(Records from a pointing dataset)
--

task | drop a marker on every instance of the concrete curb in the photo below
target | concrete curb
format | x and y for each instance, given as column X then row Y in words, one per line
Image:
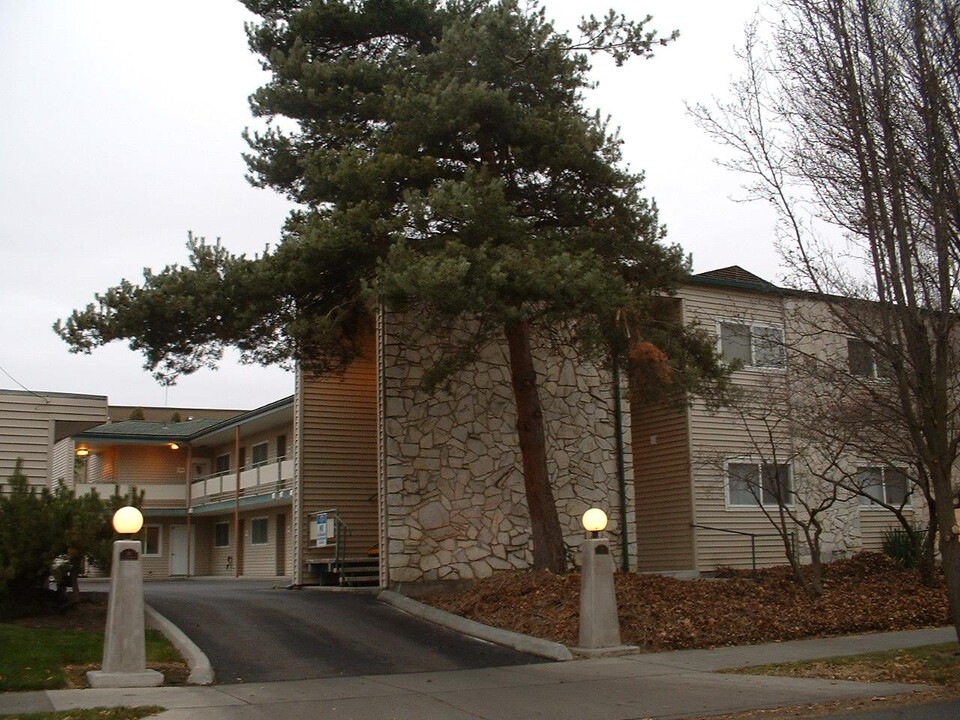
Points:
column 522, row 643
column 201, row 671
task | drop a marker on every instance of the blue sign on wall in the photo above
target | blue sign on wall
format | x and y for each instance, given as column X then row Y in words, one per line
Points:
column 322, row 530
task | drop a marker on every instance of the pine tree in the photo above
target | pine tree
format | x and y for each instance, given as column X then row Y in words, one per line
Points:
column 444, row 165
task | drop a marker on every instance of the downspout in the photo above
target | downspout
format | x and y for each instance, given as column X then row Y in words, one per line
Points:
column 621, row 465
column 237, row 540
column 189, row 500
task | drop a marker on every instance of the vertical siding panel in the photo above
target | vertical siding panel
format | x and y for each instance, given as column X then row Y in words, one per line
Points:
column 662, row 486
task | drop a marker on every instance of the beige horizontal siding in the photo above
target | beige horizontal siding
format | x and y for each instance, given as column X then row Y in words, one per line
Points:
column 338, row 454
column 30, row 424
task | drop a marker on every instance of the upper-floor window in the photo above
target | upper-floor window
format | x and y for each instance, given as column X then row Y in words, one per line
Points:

--

#### [Directive]
Lay out all of the lines above as a numbered list, skipping any blank lines. Leave the pictures out of your answer.

#### [Response below]
1. task | drop a marker on every instance of the concrete curb in the photo below
2. target | concrete curb
3. format | x and y for each instance, given as column X then row Y in words, one per line
4. Image:
5. Points:
6. column 522, row 643
7. column 201, row 671
8. task | drop a marker on every instance of the blue sign on wall in the photo above
9. target | blue sign on wall
10. format | x and y for each instance, given as column X then row Y in words, one per line
11. Points:
12. column 322, row 530
13. task | drop a marker on every instance of the pine tree in the photo above
14. target | pine tree
15. format | x and y for each instance, given as column X then row Y in words, one per line
16. Points:
17. column 444, row 165
18. task | drop a marker on every instance of the downspout in the photo above
19. target | downspout
20. format | x and y for each instance, given as column X then row Y in words, one per line
21. Points:
22. column 621, row 465
23. column 237, row 540
24. column 189, row 500
25. task | drop a marker on every instance of the vertical siding panel in the photo above
26. target | vertical siding panel
27. format | x and y for each instance, given as column X then row Y in words, one per line
28. Points:
29. column 662, row 486
30. task | drop a marker on every instance of the beige horizontal siding in the photo above
31. target | beige horizontal siding
32. format | x and y for each instance, given as column X then row Y in words, one per line
33. Points:
34. column 338, row 454
35. column 30, row 424
36. task | drop a marker on every instance of the upper-floor window in the photo above
37. target | upper-floor window
38. format | x and y for each instance, given as column X then row Y in words, one per line
39. Points:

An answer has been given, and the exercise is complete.